- Record set -

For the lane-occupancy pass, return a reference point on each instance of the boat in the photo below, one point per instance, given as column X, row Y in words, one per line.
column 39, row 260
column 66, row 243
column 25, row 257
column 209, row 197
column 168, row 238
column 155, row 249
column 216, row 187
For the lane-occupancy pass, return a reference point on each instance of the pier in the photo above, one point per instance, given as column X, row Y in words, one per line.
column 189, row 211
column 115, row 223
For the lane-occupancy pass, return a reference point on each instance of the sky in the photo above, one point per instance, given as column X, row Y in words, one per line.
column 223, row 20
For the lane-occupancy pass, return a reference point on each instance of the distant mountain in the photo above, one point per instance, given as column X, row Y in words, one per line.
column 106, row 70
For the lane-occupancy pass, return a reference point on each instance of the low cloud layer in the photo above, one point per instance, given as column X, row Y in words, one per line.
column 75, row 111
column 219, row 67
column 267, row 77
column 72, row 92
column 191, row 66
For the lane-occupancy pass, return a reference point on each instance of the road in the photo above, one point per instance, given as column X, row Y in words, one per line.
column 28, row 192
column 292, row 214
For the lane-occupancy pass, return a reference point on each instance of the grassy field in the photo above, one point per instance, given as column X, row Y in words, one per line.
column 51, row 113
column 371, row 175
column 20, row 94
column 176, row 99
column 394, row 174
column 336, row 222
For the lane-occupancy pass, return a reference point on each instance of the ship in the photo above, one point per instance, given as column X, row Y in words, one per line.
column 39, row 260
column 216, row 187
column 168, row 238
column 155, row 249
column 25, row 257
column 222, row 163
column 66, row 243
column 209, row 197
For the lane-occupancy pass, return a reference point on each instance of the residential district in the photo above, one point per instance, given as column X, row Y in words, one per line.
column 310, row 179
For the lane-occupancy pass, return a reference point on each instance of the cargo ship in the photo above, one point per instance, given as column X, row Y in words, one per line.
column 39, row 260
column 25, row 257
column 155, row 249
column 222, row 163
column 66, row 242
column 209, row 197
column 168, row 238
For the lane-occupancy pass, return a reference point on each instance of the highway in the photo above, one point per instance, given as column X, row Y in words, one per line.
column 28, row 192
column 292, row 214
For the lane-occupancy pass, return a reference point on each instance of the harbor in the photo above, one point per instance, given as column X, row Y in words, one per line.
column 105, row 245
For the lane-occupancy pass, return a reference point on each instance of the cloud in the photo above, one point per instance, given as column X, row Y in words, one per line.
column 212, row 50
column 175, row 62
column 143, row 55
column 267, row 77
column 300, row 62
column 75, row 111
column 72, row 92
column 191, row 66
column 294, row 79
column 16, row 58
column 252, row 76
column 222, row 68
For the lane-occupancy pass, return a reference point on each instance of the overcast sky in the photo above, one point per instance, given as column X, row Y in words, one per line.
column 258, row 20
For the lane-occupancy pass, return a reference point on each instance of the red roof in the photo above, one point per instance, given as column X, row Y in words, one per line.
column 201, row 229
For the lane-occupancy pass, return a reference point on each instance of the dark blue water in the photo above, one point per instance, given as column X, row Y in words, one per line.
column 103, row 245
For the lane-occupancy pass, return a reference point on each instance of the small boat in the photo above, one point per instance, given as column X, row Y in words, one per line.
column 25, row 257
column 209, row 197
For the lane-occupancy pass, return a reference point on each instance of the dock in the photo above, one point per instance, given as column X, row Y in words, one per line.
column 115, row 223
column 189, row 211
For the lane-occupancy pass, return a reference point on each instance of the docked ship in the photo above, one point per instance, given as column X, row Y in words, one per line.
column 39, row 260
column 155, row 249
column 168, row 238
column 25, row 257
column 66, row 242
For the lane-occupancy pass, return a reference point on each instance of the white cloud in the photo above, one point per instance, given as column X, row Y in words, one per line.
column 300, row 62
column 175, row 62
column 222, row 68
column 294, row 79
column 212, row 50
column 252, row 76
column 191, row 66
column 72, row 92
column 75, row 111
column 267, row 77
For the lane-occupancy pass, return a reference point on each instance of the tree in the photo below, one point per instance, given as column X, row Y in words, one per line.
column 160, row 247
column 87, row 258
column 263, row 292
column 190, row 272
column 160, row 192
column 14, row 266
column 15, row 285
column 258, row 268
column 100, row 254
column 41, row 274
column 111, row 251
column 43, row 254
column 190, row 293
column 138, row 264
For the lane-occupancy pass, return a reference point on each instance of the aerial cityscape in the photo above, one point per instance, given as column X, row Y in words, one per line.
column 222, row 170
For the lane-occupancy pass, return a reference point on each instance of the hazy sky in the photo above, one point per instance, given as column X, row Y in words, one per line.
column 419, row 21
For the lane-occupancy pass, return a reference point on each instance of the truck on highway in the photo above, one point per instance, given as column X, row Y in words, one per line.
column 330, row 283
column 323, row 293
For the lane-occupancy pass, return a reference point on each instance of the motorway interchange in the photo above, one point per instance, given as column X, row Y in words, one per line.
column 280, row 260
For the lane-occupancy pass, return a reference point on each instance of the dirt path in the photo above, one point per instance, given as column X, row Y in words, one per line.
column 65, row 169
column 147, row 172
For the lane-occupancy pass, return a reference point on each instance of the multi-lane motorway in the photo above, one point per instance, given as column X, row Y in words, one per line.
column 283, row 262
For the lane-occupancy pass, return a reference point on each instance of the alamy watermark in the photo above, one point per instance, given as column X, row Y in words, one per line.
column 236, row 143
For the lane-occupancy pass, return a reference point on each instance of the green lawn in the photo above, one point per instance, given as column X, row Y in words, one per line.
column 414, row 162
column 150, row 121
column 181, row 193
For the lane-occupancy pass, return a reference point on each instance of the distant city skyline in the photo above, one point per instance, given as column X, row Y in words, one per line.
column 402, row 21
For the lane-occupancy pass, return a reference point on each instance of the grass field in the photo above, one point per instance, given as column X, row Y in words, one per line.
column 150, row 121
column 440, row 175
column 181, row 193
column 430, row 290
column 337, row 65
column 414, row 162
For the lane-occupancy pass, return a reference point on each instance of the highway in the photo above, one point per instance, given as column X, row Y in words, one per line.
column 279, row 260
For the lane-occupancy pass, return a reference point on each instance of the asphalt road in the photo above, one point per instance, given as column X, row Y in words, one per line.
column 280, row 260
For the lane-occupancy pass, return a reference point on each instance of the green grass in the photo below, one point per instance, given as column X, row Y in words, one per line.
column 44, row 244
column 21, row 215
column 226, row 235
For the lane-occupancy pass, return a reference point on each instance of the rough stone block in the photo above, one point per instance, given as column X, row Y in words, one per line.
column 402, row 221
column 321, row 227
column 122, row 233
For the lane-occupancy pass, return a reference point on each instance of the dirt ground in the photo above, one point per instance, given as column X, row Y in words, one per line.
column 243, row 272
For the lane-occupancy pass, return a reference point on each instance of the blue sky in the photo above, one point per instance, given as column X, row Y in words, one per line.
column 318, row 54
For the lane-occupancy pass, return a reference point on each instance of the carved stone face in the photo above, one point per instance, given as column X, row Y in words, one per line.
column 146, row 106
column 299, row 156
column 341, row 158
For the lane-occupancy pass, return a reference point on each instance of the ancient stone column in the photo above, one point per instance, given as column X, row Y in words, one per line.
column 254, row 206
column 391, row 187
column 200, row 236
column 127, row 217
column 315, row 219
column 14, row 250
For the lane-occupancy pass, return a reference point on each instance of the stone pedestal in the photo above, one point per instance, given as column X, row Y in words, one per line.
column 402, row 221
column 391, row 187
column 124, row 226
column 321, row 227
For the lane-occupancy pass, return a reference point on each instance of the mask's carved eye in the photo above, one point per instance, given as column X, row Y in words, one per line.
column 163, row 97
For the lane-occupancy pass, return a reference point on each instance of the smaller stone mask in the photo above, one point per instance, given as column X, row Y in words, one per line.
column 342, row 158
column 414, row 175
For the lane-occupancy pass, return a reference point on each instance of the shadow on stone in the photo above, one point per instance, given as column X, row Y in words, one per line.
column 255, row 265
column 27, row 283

- Exercise -
Retype the records above without changing a character, starting at the line that contains "the distant mountain" and ending at the line that contains "column 106, row 70".

- Correct output -
For the lane-occupancy pass, return a reference point on each instance of the distant mountain in the photo above, one point per instance, given as column X, row Y in words, one per line.
column 106, row 70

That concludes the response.